▶ [What to produce]
How many lines of the material below contain the string "positive"? Matching is case-sensitive, and the reply should be the number alone.

▶ [Given data]
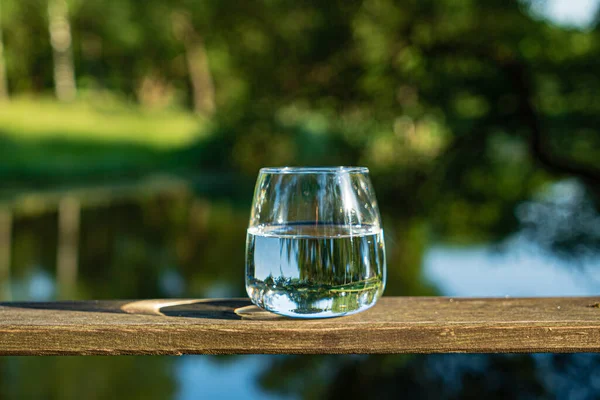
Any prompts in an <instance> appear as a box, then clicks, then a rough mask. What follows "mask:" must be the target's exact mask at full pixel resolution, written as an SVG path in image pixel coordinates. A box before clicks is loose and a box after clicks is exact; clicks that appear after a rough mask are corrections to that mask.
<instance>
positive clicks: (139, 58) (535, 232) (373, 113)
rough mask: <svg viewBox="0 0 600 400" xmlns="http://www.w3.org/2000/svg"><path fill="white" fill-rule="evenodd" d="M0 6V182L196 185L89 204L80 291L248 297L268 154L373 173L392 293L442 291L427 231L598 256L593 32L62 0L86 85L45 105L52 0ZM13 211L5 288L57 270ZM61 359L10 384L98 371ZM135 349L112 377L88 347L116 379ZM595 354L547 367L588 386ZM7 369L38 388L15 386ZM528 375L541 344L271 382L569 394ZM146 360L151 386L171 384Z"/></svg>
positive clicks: (292, 378) (599, 193)
mask: <svg viewBox="0 0 600 400" xmlns="http://www.w3.org/2000/svg"><path fill="white" fill-rule="evenodd" d="M0 1H1V3H2V17H1V18H2V19H1V21H0V25H1V29H2V32H3V40H4V49H5V60H6V66H7V76H8V84H9V92H10V95H11V103H4V104H0V151H1V155H0V180H1V181H2V183H0V189H2V190H3V191H5V192H8V190H23V189H26V188H31V187H33V188H40V187H52V186H56V185H64V186H67V187H69V185H91V184H92V183H94V182H96V183H97V182H113V181H119V180H128V179H137V178H139V177H141V176H144V175H148V174H152V173H158V172H168V173H171V174H178V175H181V176H186V177H191V178H190V182H191V187H192V188H193V189H194V192H195V193H196V194H199V195H198V196H192V195H183V196H175V197H169V196H166V197H164V196H163V197H160V196H159V197H156V198H154V197H153V198H146V197H142V198H141V199H140V198H137V199H135V200H132V201H130V202H123V203H121V204H118V205H117V204H113V205H110V206H109V207H107V208H105V209H103V208H102V207H99V208H96V209H90V210H84V212H83V214H82V232H81V243H80V259H81V262H80V271H79V272H80V278H79V282H78V287H77V296H78V297H81V298H90V297H94V298H102V297H105V298H115V297H130V298H131V297H168V296H184V295H185V296H217V295H218V296H223V295H227V296H230V295H240V294H242V293H243V289H244V288H243V274H242V273H241V271H242V270H243V258H244V257H243V248H244V243H243V241H244V228H245V225H246V221H247V210H248V206H249V204H248V203H249V201H250V199H251V195H252V183H253V181H254V179H255V176H256V172H257V170H258V168H260V167H262V166H266V165H283V164H287V165H349V164H359V165H365V166H367V167H369V168H370V170H371V173H372V179H373V182H374V186H375V187H376V192H377V195H378V200H379V203H380V208H381V210H382V213H383V216H384V228H385V231H386V241H387V243H388V246H387V248H388V260H389V266H390V268H389V271H388V287H387V290H386V294H389V295H404V294H412V295H420V294H434V293H435V288H432V287H430V286H429V285H427V283H425V282H423V279H422V276H421V263H422V259H423V254H424V252H425V251H426V248H427V246H428V244H429V243H431V242H432V241H445V242H456V243H468V244H473V243H477V242H489V241H501V240H503V239H505V238H506V237H507V236H509V235H510V234H512V233H514V232H515V231H517V230H518V229H519V228H520V227H524V228H525V234H527V235H529V236H530V237H531V238H532V239H534V240H536V241H538V242H539V243H541V244H542V245H544V246H545V247H547V248H549V249H551V250H555V251H556V250H557V251H560V252H562V253H564V254H569V255H574V256H576V257H577V256H581V255H588V254H590V249H591V251H595V252H597V249H598V248H600V235H598V230H597V227H598V222H597V221H598V212H597V210H598V206H599V203H600V185H599V182H600V166H599V163H598V160H599V159H600V135H599V134H598V127H599V126H600V94H599V93H600V75H599V74H598V72H597V71H599V70H600V40H599V39H600V28H599V27H598V25H595V26H592V27H591V28H590V29H587V30H581V29H576V28H564V27H559V26H556V25H552V24H549V23H547V22H545V21H542V20H540V19H537V18H536V17H534V16H532V14H530V13H529V11H528V7H529V3H530V1H514V0H511V1H506V0H488V1H473V0H437V1H432V0H420V1H419V0H405V1H394V0H363V1H357V2H345V1H342V0H332V1H326V2H323V1H317V0H306V1H301V2H284V1H280V0H260V1H253V2H233V1H231V0H224V1H218V0H208V1H191V0H171V1H169V2H165V1H158V0H146V1H143V2H142V1H139V0H102V1H100V0H98V1H83V0H69V1H68V5H69V17H70V19H69V21H70V26H71V30H72V32H71V33H72V36H73V53H74V70H75V76H76V79H77V87H78V99H77V101H76V102H75V103H73V104H56V103H54V102H51V101H48V100H47V98H48V96H49V95H50V93H51V92H52V88H53V70H52V63H53V58H52V47H51V45H50V41H49V34H48V17H47V7H46V6H47V4H46V1H45V0H0ZM531 2H534V3H539V1H533V0H532V1H531ZM203 55H206V59H207V61H208V69H207V68H205V67H203V65H202V63H201V62H200V61H198V60H199V59H202V57H203ZM194 71H195V72H194ZM194 74H195V75H194ZM194 77H195V78H194ZM208 78H210V79H208ZM194 79H196V80H194ZM198 82H200V84H199V83H198ZM207 82H212V83H214V99H209V100H211V101H214V105H215V112H214V114H212V115H208V114H207V115H204V116H198V115H193V114H192V112H191V110H192V109H196V110H197V109H198V107H196V103H198V101H199V99H198V97H203V98H206V97H207V96H208V97H210V96H213V95H212V94H211V90H210V89H211V88H210V85H209V84H208V83H207ZM202 85H204V86H202ZM40 99H45V100H40ZM198 176H201V177H202V178H201V179H197V177H198ZM564 177H567V178H572V179H571V180H569V181H568V182H578V183H575V184H574V185H575V189H574V190H572V191H571V192H569V193H574V195H573V196H572V198H571V200H572V201H570V202H567V203H564V202H560V201H559V202H556V201H555V200H553V199H555V197H552V196H550V197H549V198H547V197H544V195H543V194H542V195H540V193H544V190H546V188H547V187H548V186H549V184H550V183H553V182H555V181H556V180H557V179H559V178H564ZM558 195H559V197H560V195H561V194H560V193H559V194H558ZM216 198H218V199H219V200H218V201H215V199H216ZM207 199H210V201H209V200H207ZM549 199H550V200H549ZM222 200H224V201H222ZM534 200H535V201H534ZM15 221H16V223H15V229H14V245H13V247H14V249H13V263H12V264H13V268H12V273H13V278H14V279H15V281H16V282H20V281H26V280H27V279H28V277H31V276H35V275H36V274H38V275H39V273H40V270H41V271H42V272H44V273H46V274H47V275H49V276H52V275H53V267H54V265H55V256H56V253H55V247H56V243H55V240H56V239H55V229H56V228H55V223H56V215H55V213H48V214H44V215H42V216H27V215H23V216H15ZM73 360H74V359H73ZM73 360H71V359H65V361H62V359H61V361H60V362H58V361H48V362H46V363H44V364H42V363H39V366H40V367H39V368H40V370H42V369H43V371H42V372H40V373H39V374H37V373H36V374H34V372H33V371H34V368H37V367H36V365H38V362H37V361H35V362H33V361H31V360H30V361H31V362H30V361H27V360H22V361H21V360H17V361H14V360H11V362H3V363H1V364H0V368H2V373H1V374H0V378H1V379H2V385H1V387H2V390H3V391H4V392H2V393H0V394H2V395H4V394H6V395H7V396H9V397H10V396H11V394H13V393H15V391H16V389H14V388H15V387H16V386H15V385H18V386H19V390H24V389H27V390H30V391H31V393H32V395H35V394H38V395H39V396H41V395H40V393H41V392H42V391H43V392H44V393H49V394H48V397H53V396H54V397H61V396H62V395H63V394H64V393H61V392H60V391H61V390H64V391H67V390H70V389H68V388H69V387H70V388H73V387H74V386H71V384H69V385H67V384H65V385H64V387H63V386H61V385H60V382H61V381H60V379H59V378H60V377H59V378H57V379H55V380H54V381H52V382H49V381H48V378H49V377H54V374H46V372H47V371H63V372H64V376H67V377H68V376H86V375H85V373H84V372H85V370H86V366H87V365H92V364H87V363H82V364H81V365H82V366H83V367H79V362H78V361H73ZM128 360H131V361H127V362H126V363H125V361H123V363H124V364H119V365H121V366H122V368H123V369H124V372H123V373H122V374H119V373H118V372H119V371H118V370H117V369H116V368H115V369H114V370H113V368H112V367H111V364H110V363H109V362H106V363H105V364H104V363H98V362H94V365H95V367H94V368H95V369H96V370H98V371H103V372H99V374H98V377H96V378H98V379H100V378H99V377H104V378H103V379H106V380H107V381H108V382H111V384H110V385H108V386H104V388H105V389H106V388H109V389H110V388H117V387H120V386H119V385H118V384H124V385H126V384H127V383H128V382H131V383H135V382H142V381H143V382H146V381H148V377H149V376H150V377H152V379H154V377H155V374H154V372H155V371H154V370H153V368H154V367H153V365H154V364H153V363H151V362H148V363H146V362H144V363H142V365H138V359H128ZM588 360H592V361H590V362H589V363H588V364H585V363H579V361H578V359H576V357H571V358H568V357H567V358H562V356H553V358H552V360H551V361H550V364H552V365H554V366H555V370H556V371H562V372H564V371H567V372H566V373H568V376H569V379H570V382H571V383H569V384H565V386H564V387H568V386H569V385H571V386H572V387H578V388H579V389H581V388H585V387H586V386H587V387H591V386H590V384H591V383H590V382H592V379H591V378H590V379H589V381H586V380H585V379H584V378H581V379H579V380H578V379H577V378H578V377H582V376H584V377H588V376H591V377H593V374H594V371H597V370H598V366H597V365H596V364H597V358H593V357H590V358H588ZM86 362H87V360H86ZM53 363H54V364H53ZM34 364H35V365H34ZM100 364H104V366H102V365H100ZM54 365H56V366H54ZM42 367H43V368H42ZM592 367H594V368H592ZM15 368H16V369H18V368H22V369H23V370H27V371H29V372H28V373H27V377H28V376H29V374H34V376H36V377H37V376H40V377H43V378H44V381H43V384H40V385H39V386H35V385H34V386H35V387H31V388H30V387H25V386H27V385H25V384H24V383H23V382H24V380H23V379H25V378H23V377H24V376H26V375H18V372H15V371H17V370H16V369H15ZM165 370H166V368H165ZM66 371H72V372H69V373H67V372H66ZM136 371H139V372H140V374H141V375H140V376H138V377H137V378H135V377H132V378H131V379H129V378H128V376H129V375H128V374H130V373H135V372H136ZM153 371H154V372H153ZM540 371H541V370H540V363H539V360H537V359H535V358H532V357H530V356H492V357H484V356H473V357H472V358H468V359H467V358H457V357H455V356H452V357H450V356H448V357H436V356H429V357H409V356H385V357H374V356H373V357H339V356H336V357H321V358H318V357H317V358H310V357H289V358H280V359H277V360H274V361H273V365H272V368H270V370H269V371H268V372H266V373H265V374H264V376H263V382H262V383H263V385H264V386H265V388H267V389H269V390H272V391H273V392H275V393H286V394H293V395H296V396H300V397H305V398H321V397H323V396H325V397H330V398H336V397H344V396H345V397H348V396H350V395H352V396H354V397H355V396H357V395H362V396H363V397H382V398H386V396H387V397H389V395H390V394H391V393H398V392H401V393H403V394H404V393H405V394H406V395H407V396H412V397H426V398H427V397H440V394H443V395H444V396H445V397H443V398H449V399H450V398H461V397H483V396H486V397H491V398H507V397H515V398H518V396H521V397H527V398H552V397H555V396H558V397H560V394H561V393H562V394H565V393H566V394H565V396H566V395H568V393H569V392H568V388H567V389H565V388H562V389H561V388H560V387H558V386H556V385H557V384H556V383H551V382H549V381H546V380H544V379H545V378H543V376H549V375H543V374H542V372H543V371H542V372H540ZM113 372H114V375H113ZM546 372H547V371H546ZM71 373H72V374H73V375H69V374H71ZM157 374H158V373H157ZM58 375H61V374H58ZM142 375H143V376H142ZM18 376H21V380H18V379H17V378H14V377H18ZM157 376H158V377H159V378H160V379H157V381H159V382H162V384H161V385H163V386H161V388H160V390H157V391H152V393H149V392H148V393H147V397H148V398H151V397H152V396H155V397H157V398H162V397H165V396H168V395H169V394H170V393H171V391H172V386H171V385H172V381H171V380H170V378H169V377H168V376H167V375H160V374H158V375H157ZM449 376H450V378H449ZM13 378H14V379H13ZM82 379H90V382H92V383H93V382H95V381H94V380H93V379H92V378H90V377H85V378H82ZM123 379H126V380H127V382H125V381H123ZM136 379H137V381H136ZM152 379H150V381H151V380H152ZM586 379H587V378H586ZM15 382H16V383H15ZM77 382H79V381H77ZM114 382H116V383H118V384H117V385H116V386H111V385H113V383H114ZM123 382H125V383H123ZM11 384H12V386H11ZM55 386H56V387H55ZM97 386H98V385H97ZM100 386H101V385H100ZM100 386H98V387H96V386H94V388H95V389H94V390H96V391H95V392H94V393H105V392H103V391H102V390H105V389H102V388H101V387H100ZM132 386H133V385H132ZM151 387H153V386H147V387H146V388H151ZM37 388H39V390H40V392H38V393H33V392H35V391H36V390H38V389H37ZM61 388H62V389H61ZM13 389H14V390H13ZM134 389H135V390H136V391H138V390H140V389H142V388H141V386H140V385H135V388H132V389H131V390H134ZM596 389H597V387H596ZM11 390H12V392H11ZM106 390H108V389H106ZM561 390H562V391H561ZM586 390H588V392H585V393H587V394H589V395H590V397H593V395H594V393H593V388H592V391H591V392H590V391H589V390H590V389H586ZM598 390H600V389H598ZM92 392H93V391H92ZM28 393H29V392H28ZM55 393H56V394H55ZM114 393H116V392H114ZM139 393H141V392H139ZM107 394H110V393H107ZM67 395H68V394H67Z"/></svg>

▶ [Final answer]
2